[Stored items]
┌────────
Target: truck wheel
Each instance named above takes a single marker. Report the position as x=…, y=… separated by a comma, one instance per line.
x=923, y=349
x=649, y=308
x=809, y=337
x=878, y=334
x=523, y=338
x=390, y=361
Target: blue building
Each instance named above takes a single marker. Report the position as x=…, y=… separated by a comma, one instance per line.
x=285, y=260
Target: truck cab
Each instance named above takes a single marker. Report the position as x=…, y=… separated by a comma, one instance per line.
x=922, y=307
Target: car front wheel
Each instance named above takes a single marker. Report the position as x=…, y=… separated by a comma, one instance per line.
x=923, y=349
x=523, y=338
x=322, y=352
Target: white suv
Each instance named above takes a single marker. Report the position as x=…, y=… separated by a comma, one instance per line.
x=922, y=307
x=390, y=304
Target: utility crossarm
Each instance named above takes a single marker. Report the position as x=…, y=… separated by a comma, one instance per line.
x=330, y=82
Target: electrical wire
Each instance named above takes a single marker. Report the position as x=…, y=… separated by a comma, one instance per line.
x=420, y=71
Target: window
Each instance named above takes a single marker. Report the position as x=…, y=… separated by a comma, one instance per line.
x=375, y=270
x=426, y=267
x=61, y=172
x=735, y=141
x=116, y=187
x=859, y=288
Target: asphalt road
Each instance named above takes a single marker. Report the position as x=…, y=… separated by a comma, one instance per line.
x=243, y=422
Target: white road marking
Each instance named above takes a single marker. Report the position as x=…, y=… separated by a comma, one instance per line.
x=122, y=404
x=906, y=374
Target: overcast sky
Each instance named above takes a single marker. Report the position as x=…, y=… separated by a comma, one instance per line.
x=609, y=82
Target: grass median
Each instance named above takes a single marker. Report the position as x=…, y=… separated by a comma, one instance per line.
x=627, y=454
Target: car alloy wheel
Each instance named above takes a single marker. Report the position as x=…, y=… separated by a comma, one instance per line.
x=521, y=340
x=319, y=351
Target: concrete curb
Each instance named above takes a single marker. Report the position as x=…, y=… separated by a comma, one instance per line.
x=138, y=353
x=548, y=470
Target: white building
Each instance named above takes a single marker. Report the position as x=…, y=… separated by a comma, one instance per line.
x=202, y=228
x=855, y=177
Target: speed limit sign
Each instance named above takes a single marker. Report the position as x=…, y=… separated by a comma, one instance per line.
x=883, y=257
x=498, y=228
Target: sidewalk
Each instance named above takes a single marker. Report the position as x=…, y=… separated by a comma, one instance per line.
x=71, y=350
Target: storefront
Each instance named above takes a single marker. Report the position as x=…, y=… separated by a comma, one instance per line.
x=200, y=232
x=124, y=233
└────────
§ **Requirement**: Please reproduce each line exactly as written.

§ **Correct output**:
Target: truck wheel
Each instance named above takes a single marker. Report the position as x=…, y=… separated by a comma, one instance per line.
x=923, y=349
x=649, y=308
x=809, y=337
x=878, y=334
x=523, y=338
x=390, y=361
Target: blue building
Each instance named above takes a single marker. Report the position as x=…, y=… separated by a comma, one instance per line.
x=285, y=260
Target: truck cab
Each instance named above takes a single marker. Report the position as x=…, y=… separated by a comma, one instance per line.
x=922, y=307
Target: car front wheel
Each instance named above takes a single marker. Report the position as x=…, y=… separated by a comma, one instance per line.
x=923, y=349
x=523, y=338
x=322, y=352
Target: white suv
Each instance named above takes a single marker. Report the position as x=…, y=… separated by a comma, one instance per line.
x=922, y=307
x=390, y=304
Target: utility crossarm
Each instance named above takes a single marker. Report the position as x=…, y=… separated by a comma, one instance per line.
x=330, y=82
Target: electrical wire
Each instance named above takes a single marker. Report the position as x=…, y=… separated by a comma, one instance per line.
x=420, y=71
Target: window
Each instance named above takes a single marker. Report the position as x=…, y=… separated by a comma, one instance per line.
x=375, y=270
x=426, y=267
x=61, y=172
x=735, y=141
x=116, y=187
x=859, y=288
Target: asphalt road
Each instance named above takes a single marker. Report the position as x=…, y=… separated by a comma, one instance per line.
x=243, y=422
Target: white road marking
Each instance named above takes a single marker. Report the position as x=…, y=… separated by a comma, one instance per line.
x=122, y=404
x=906, y=374
Target: overcast sky
Each instance named above takes a single marker. Report the position as x=…, y=… separated by a comma, one instance per line.
x=609, y=82
Target: grass median
Each instance named above takes a single marker. Report the position as x=…, y=… separated by a comma, one instance per line.
x=627, y=454
Target: car alloy wheel
Each instance named above takes a single marker. Report the position as x=…, y=… separated by a comma, one instance per line.
x=521, y=340
x=319, y=351
Target: concrete curb
Each instance named above takes a single marker. Report the position as x=…, y=… separated by a comma, one instance per line.
x=138, y=353
x=548, y=470
Target: white building
Each instance named above takes a single marker. Report the position as x=…, y=… separated by a comma, one instance per line.
x=202, y=228
x=855, y=177
Target: speed limit sign
Each instance named above takes a single marker. Report the position as x=…, y=… separated by a comma, one instance per line.
x=883, y=257
x=498, y=228
Target: sidewalk
Each instance named above takes a single marker. Report the position as x=…, y=… separated by a comma, one instance per line.
x=71, y=350
Target: storefront
Each instance named above takes a single marker. Report the position as x=…, y=… separated by a comma, one instance per line.
x=200, y=232
x=124, y=233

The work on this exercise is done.